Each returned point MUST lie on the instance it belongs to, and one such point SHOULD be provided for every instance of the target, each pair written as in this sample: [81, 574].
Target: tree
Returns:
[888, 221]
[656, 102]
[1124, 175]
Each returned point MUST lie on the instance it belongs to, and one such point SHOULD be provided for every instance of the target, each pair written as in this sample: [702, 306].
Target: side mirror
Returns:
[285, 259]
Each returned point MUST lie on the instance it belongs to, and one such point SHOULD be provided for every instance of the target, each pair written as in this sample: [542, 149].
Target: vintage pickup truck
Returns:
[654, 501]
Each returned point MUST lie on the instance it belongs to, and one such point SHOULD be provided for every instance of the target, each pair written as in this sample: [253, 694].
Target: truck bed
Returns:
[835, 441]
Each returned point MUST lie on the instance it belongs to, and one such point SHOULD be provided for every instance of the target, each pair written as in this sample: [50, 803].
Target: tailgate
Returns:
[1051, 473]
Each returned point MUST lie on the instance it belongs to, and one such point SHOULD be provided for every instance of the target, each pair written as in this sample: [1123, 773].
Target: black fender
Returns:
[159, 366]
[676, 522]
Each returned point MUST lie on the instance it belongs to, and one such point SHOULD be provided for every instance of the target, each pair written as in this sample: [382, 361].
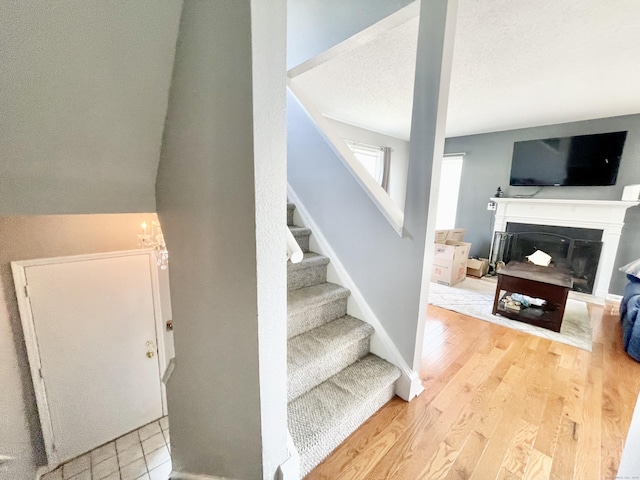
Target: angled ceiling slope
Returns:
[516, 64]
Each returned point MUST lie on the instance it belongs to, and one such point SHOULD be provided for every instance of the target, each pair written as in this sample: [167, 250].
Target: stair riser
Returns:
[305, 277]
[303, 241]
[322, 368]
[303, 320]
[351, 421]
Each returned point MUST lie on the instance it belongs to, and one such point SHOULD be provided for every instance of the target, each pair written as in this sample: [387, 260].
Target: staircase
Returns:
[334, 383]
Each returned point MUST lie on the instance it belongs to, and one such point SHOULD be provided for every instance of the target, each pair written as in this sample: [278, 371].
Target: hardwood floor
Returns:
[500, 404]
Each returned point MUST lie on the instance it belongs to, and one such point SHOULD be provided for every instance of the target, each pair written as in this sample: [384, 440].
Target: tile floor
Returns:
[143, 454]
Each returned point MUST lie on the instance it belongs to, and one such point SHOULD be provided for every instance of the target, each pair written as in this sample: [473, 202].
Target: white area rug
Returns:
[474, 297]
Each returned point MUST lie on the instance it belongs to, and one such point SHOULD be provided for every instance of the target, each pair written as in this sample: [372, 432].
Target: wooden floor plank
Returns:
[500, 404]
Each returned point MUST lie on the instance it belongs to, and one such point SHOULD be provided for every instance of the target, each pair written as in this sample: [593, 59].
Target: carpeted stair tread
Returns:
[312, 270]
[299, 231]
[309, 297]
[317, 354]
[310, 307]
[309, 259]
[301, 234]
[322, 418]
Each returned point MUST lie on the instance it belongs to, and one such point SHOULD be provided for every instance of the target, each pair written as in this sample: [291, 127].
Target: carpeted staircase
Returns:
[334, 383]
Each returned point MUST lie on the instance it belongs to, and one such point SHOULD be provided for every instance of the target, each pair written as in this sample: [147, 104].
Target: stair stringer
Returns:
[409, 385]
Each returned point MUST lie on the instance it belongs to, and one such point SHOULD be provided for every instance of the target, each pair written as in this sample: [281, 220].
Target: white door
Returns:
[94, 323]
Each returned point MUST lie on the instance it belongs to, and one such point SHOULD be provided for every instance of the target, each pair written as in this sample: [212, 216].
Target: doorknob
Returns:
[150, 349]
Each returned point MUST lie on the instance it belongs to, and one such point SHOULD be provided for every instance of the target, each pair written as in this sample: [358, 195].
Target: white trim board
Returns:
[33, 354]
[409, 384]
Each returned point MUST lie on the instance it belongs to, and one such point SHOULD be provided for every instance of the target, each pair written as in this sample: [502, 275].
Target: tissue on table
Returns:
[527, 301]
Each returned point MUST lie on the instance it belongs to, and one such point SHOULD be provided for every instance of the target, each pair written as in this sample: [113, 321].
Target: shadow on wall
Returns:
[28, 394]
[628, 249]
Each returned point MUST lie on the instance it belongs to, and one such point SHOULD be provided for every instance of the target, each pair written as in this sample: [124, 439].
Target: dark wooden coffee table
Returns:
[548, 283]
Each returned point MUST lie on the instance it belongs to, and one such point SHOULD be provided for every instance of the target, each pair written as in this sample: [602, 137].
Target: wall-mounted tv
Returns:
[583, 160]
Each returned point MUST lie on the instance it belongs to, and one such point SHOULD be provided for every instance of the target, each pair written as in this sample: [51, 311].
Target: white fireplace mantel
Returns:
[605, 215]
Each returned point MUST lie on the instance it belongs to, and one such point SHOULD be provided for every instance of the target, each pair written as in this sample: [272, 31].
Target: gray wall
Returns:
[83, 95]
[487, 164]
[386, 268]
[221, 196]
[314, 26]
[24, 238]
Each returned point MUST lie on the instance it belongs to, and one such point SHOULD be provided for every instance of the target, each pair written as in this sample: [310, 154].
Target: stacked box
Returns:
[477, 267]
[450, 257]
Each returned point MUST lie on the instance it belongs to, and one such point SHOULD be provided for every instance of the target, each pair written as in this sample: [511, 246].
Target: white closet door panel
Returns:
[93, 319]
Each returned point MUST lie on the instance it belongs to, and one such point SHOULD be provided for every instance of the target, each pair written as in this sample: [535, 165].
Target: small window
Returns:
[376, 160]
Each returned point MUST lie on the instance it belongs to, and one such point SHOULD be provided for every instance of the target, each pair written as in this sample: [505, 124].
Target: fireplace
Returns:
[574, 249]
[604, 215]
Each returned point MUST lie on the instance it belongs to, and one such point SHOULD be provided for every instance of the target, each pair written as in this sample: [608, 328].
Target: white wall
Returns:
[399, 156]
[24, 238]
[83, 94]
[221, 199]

• • • •

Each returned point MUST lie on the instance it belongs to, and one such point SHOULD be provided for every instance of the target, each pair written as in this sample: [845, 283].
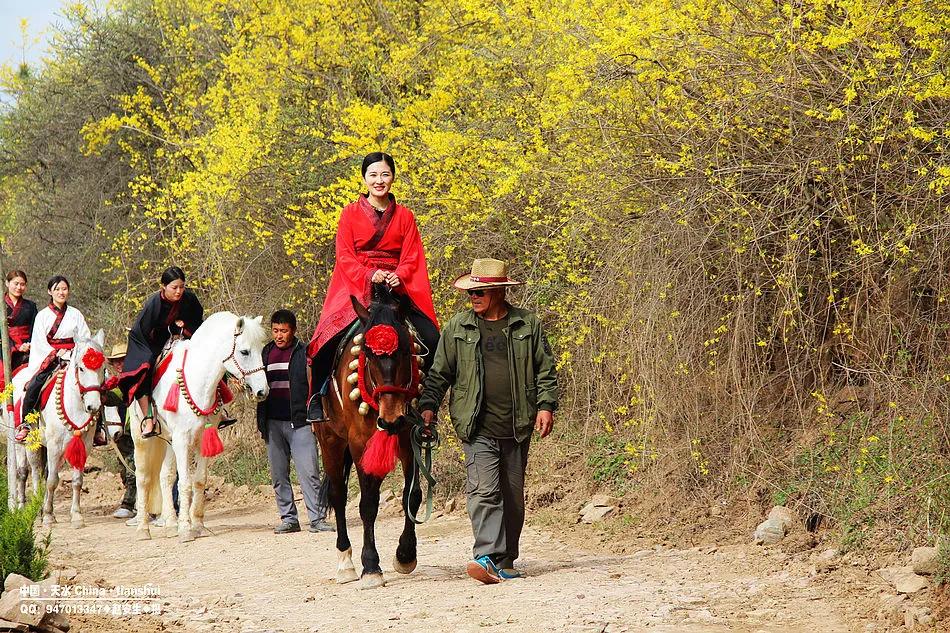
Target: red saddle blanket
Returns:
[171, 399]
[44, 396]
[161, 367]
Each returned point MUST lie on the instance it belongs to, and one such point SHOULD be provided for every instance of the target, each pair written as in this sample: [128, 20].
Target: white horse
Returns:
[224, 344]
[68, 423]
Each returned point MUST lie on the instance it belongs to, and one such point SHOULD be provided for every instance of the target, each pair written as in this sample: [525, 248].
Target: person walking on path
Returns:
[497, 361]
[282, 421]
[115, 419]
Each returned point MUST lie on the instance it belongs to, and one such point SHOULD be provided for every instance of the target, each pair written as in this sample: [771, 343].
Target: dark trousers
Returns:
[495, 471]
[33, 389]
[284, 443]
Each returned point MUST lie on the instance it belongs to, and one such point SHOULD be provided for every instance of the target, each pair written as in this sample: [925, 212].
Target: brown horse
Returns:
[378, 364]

• • • •

GOAL
Find every line in the records above that contains the string "wall", and copy each of those lines in full.

RESULT OF THE EXERCISE
Target: shadow on wall
Target: wall-mounted tv
Target: gray wall
Target: white wall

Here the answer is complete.